## EXERCISE
Which lines in the data below contain the string "grey", with case counting? Report each of those lines in full.

## RECORD LIST

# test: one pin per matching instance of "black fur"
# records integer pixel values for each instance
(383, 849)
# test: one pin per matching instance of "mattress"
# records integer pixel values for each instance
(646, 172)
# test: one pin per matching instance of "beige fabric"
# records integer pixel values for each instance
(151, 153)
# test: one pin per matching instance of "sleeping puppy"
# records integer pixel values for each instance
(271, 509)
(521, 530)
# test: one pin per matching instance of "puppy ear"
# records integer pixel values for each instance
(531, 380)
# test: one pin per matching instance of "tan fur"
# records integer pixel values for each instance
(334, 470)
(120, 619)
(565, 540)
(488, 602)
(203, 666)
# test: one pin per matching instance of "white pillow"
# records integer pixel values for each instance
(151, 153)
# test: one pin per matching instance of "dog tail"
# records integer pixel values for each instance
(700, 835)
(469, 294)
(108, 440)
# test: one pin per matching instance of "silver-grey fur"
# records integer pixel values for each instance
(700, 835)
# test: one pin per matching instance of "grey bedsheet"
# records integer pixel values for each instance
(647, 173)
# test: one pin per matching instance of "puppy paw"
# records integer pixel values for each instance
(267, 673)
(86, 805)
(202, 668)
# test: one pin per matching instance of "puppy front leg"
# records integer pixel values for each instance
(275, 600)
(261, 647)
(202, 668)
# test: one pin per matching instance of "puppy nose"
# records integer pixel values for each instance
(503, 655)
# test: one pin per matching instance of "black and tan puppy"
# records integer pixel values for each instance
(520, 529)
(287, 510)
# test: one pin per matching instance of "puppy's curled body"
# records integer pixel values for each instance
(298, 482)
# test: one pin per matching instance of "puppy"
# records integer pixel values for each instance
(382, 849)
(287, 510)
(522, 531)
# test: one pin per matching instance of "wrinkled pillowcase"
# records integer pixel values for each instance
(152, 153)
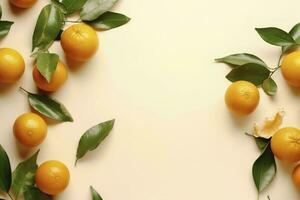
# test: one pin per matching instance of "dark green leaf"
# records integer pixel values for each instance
(109, 20)
(92, 138)
(49, 107)
(5, 171)
(24, 175)
(5, 28)
(295, 33)
(241, 59)
(94, 8)
(95, 194)
(59, 35)
(46, 64)
(32, 193)
(261, 143)
(275, 36)
(269, 86)
(251, 72)
(264, 169)
(49, 23)
(73, 5)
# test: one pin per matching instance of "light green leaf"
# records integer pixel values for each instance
(251, 72)
(5, 28)
(46, 64)
(275, 36)
(5, 171)
(73, 5)
(49, 107)
(24, 175)
(295, 33)
(241, 59)
(48, 26)
(92, 138)
(264, 169)
(270, 87)
(109, 20)
(33, 193)
(94, 8)
(95, 194)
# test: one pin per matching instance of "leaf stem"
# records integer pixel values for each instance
(10, 196)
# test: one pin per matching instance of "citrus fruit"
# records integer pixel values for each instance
(52, 177)
(285, 144)
(79, 42)
(30, 129)
(290, 68)
(59, 76)
(12, 65)
(296, 176)
(23, 3)
(242, 97)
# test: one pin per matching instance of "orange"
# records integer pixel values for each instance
(285, 144)
(52, 177)
(23, 3)
(59, 76)
(79, 42)
(30, 129)
(296, 176)
(290, 68)
(242, 97)
(12, 65)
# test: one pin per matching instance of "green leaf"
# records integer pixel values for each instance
(241, 59)
(275, 36)
(5, 171)
(95, 194)
(261, 143)
(24, 175)
(49, 23)
(49, 107)
(109, 20)
(73, 5)
(5, 28)
(264, 169)
(94, 8)
(33, 193)
(92, 138)
(295, 33)
(251, 72)
(269, 86)
(46, 64)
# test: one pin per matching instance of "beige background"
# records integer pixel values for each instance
(173, 139)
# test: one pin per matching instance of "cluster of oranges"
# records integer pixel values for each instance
(242, 98)
(79, 42)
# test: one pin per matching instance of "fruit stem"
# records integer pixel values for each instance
(10, 196)
(23, 90)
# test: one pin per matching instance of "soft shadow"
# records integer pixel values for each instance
(73, 65)
(23, 151)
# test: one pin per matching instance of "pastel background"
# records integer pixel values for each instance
(174, 138)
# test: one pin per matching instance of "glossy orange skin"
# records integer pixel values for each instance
(296, 176)
(242, 97)
(79, 42)
(30, 129)
(23, 3)
(290, 68)
(12, 65)
(52, 177)
(58, 78)
(285, 144)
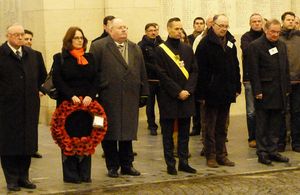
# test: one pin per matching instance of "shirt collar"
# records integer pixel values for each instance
(14, 49)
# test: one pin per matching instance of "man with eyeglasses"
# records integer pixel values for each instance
(177, 72)
(148, 45)
(218, 86)
(123, 89)
(28, 42)
(291, 37)
(20, 82)
(270, 81)
(106, 23)
(198, 25)
(256, 30)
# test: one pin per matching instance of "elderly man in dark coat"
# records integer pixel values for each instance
(270, 81)
(218, 86)
(178, 72)
(123, 87)
(21, 76)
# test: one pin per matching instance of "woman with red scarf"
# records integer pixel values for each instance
(75, 75)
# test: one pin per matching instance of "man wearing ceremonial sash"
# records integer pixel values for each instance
(177, 72)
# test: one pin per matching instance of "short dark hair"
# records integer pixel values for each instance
(287, 13)
(255, 14)
(176, 19)
(28, 32)
(67, 40)
(150, 24)
(217, 16)
(199, 18)
(107, 18)
(272, 21)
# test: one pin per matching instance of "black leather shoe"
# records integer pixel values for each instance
(264, 160)
(26, 184)
(194, 132)
(171, 171)
(37, 155)
(73, 181)
(278, 158)
(153, 132)
(130, 171)
(13, 187)
(281, 148)
(113, 173)
(186, 168)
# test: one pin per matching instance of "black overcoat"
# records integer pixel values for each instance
(269, 74)
(121, 86)
(219, 72)
(173, 81)
(20, 82)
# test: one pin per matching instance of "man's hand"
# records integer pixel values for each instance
(259, 96)
(76, 99)
(184, 94)
(41, 94)
(87, 100)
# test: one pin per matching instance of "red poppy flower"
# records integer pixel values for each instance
(80, 146)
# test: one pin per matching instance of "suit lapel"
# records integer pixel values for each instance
(115, 51)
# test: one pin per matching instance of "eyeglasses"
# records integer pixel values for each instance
(222, 26)
(151, 30)
(122, 28)
(78, 38)
(16, 35)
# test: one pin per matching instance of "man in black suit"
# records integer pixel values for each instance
(28, 42)
(270, 81)
(177, 72)
(106, 23)
(124, 87)
(21, 76)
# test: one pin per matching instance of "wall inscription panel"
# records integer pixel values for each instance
(238, 11)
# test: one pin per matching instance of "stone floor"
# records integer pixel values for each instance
(46, 172)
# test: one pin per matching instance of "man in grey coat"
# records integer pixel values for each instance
(123, 89)
(21, 77)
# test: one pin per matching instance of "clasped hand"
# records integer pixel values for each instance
(86, 101)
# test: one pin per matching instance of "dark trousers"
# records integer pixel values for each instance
(15, 168)
(295, 115)
(268, 123)
(197, 117)
(150, 111)
(167, 126)
(76, 168)
(215, 130)
(118, 154)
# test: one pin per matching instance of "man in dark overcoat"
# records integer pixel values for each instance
(21, 77)
(123, 86)
(270, 81)
(218, 86)
(177, 72)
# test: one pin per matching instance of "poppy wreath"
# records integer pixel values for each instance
(80, 146)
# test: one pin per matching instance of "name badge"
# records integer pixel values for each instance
(273, 51)
(229, 44)
(181, 63)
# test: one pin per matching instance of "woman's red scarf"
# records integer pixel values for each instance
(78, 54)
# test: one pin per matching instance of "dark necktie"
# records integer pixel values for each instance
(18, 55)
(121, 49)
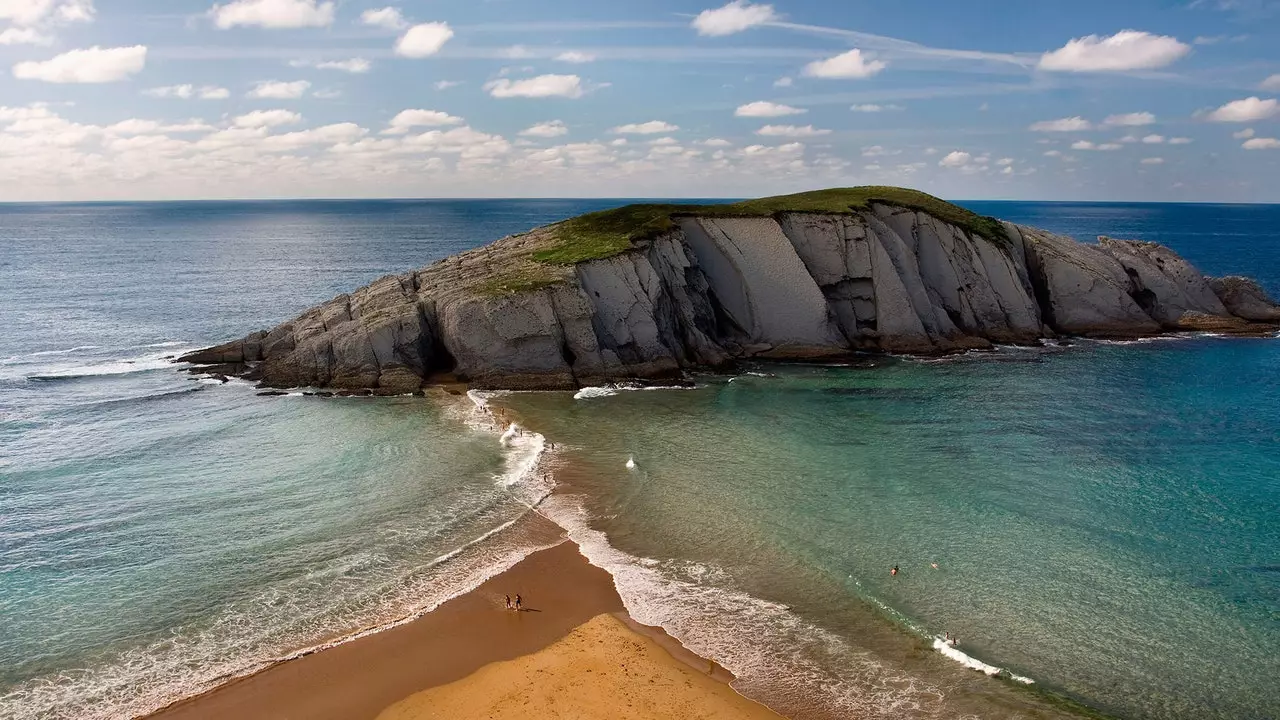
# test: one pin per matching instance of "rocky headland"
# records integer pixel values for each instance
(649, 291)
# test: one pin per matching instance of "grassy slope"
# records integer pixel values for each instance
(609, 232)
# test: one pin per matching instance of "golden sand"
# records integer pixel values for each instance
(600, 670)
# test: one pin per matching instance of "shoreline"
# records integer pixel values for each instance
(366, 675)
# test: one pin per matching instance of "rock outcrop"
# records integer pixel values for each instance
(711, 287)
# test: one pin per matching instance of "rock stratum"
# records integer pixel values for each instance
(650, 291)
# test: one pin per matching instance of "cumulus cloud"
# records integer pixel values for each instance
(278, 90)
(791, 131)
(575, 57)
(188, 91)
(408, 119)
(846, 65)
(1127, 50)
(88, 65)
(540, 86)
(1247, 110)
(1063, 124)
(385, 18)
(652, 127)
(732, 18)
(1130, 119)
(553, 128)
(274, 14)
(266, 119)
(764, 109)
(424, 40)
(355, 65)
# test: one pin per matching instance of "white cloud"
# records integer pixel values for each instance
(845, 65)
(553, 128)
(35, 12)
(324, 135)
(1247, 110)
(278, 90)
(764, 109)
(355, 65)
(273, 14)
(407, 119)
(387, 18)
(1130, 119)
(1063, 124)
(540, 86)
(1127, 50)
(575, 57)
(791, 131)
(652, 127)
(88, 65)
(424, 40)
(23, 36)
(266, 119)
(1104, 147)
(735, 17)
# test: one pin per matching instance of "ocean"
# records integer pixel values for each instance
(1102, 515)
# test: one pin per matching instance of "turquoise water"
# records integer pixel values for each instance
(1102, 515)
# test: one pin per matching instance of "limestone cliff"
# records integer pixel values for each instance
(650, 291)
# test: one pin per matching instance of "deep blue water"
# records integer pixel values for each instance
(1104, 516)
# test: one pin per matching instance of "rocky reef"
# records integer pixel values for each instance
(649, 291)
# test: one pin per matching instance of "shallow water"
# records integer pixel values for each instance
(1102, 516)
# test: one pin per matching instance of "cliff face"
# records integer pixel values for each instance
(711, 290)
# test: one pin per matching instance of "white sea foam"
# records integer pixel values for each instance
(951, 652)
(769, 650)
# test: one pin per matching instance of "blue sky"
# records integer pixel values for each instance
(1170, 100)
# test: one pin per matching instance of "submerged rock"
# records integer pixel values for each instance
(648, 292)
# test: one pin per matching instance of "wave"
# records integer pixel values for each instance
(950, 651)
(254, 634)
(772, 651)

## TASK RESPONSE
# test: one pin per matching instance of "silver-grey fur"
# test: one pin per matching instance of "grey bedsheet"
# test: one pin per matching instance of "man in grey coat"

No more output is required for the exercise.